### Written exercise A
From the listing, output as a numbered list, with blank lines left out, only the lines starting with the line containing "QA review pass — verify and re-annotate all instances of white" and going on through the line containing "[[117, 77, 194, 124]]".

--- begin Page excerpt ---

Sophie's Choice (film)
Appearance

Sophie's Choice is a 1982 American romantic drama film about a Polish immigrant, Sophie, and her tempestuous lover who share a boarding house with a young writer in Brooklyn.
- Directed and written by Alan J. Pakula, based on the novel of the same name by William Styron.
Sophie Zawistowska
[edit]- Mmm. You know, when you... when you live a good life... like a saint... and then you die, that must be what they make you to drink in paradise.
- So, we'll go to that farm tomorrow. But please, Stingo, don't talk about marriage and children. It's enough that we'll go down there on that farm to live... for a while.
- My father. How can I explain how much I loved my father? My father believed that human perfection was possibility. Every night, I pray to God, to forgive me for always making a disappointment to my father. And I pray to him - to make worthy of such a great, good man. I was a grown woman. I was wholly come of age. I was a married woman when I realized that I hate my father beyond all words to tell it.

--- end Page excerpt ---
--- begin Supplied data ---

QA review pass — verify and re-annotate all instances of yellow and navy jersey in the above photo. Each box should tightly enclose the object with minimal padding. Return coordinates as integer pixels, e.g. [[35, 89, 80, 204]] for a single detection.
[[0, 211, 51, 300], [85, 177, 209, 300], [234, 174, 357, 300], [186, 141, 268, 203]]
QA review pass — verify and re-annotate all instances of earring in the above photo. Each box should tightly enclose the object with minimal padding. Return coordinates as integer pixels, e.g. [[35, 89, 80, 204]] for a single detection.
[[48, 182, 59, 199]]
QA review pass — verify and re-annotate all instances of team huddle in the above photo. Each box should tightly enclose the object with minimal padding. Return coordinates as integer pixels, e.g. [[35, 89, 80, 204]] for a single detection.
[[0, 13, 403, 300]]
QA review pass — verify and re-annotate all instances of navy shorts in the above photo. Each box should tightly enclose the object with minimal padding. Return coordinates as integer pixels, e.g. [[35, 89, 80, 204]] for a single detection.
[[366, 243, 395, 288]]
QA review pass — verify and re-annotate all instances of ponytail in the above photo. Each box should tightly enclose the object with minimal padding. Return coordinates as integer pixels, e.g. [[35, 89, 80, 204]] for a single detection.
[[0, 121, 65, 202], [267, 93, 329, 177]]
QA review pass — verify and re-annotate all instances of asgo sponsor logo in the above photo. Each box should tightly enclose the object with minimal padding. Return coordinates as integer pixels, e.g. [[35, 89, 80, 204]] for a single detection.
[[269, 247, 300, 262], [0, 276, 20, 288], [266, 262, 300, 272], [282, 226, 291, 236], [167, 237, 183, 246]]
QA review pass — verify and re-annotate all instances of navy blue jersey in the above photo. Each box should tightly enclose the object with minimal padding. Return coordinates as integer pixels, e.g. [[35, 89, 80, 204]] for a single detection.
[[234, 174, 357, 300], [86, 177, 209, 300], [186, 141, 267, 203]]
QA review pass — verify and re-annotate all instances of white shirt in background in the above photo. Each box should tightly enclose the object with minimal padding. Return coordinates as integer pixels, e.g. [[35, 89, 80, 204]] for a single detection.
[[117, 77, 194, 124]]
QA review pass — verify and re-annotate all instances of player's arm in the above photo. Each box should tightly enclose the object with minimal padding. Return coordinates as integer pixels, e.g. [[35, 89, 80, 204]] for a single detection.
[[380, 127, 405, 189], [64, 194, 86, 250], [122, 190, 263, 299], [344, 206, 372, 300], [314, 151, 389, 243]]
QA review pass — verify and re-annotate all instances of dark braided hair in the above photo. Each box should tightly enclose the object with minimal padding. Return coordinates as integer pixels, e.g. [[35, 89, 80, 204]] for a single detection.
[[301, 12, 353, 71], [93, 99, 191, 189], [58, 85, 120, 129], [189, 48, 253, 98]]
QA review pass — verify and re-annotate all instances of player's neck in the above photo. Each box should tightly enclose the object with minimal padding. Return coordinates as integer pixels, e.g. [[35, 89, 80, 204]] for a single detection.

--- end Supplied data ---

### Written exercise B
Write what comes next in the page of quotes from the film Sophie's Choice, picking up after its last line.

### Answer A
1. QA review pass — verify and re-annotate all instances of white shirt in background in the above photo. Each box should tightly enclose the object with minimal padding. Return coordinates as integer pixels, e.g. [[35, 89, 80, 204]] for a single detection.
2. [[117, 77, 194, 124]]

### Answer B
Nathan Landau
[edit]- [about Sophie] When I first met this one here, she was a rag and a bone and a hank of hair. And that was a whole year-and-a-half after the Russians had liberated the camp she was in.
- Don't you see, Sophie? We're dying.
- You spent the whole fucking afternoon with him, or should I say, you spent the whole afternoon fucking him.
- This toast is in honor of my disassociation of you two creeps. Disassociation from you, coony captive cunt of King's county. And you, the dreary dregs of Dixie.
- On this bridge on which so many great Americans writers stood and reached out for words to give America its voice... looking toward the land that gave them Whitman... from its Eastern edge dreamt his country's future and gave it words... on this span of which Thomas Wolfe and Hart Crane wrote, we welcome Stingo into that pantheon of the Gods... whose words are all we know of immortality. To Stingo!
Stingo/Narrator
[edit]- It was 1947, two years after the war, when I began my journey to what my father called the Sodom of the north, New York. They called me Stingo, which was the nickname I was known by in those days, if I was called anything at all.
- I was twenty-two, and a virgin, and was clasping in my arms at last the goddess of my unending fantasies. My lust was inexhaustible. Sophie's lust was both a plunge into carnal oblivion, and a flight from memory and grief. More than that, I now see it was a frantic attempt to beat back death.
- How could I have failed to have the most helpless crush on such a generous mind and life-enlarging mentor. Nathan was utterly, fatally glamorous.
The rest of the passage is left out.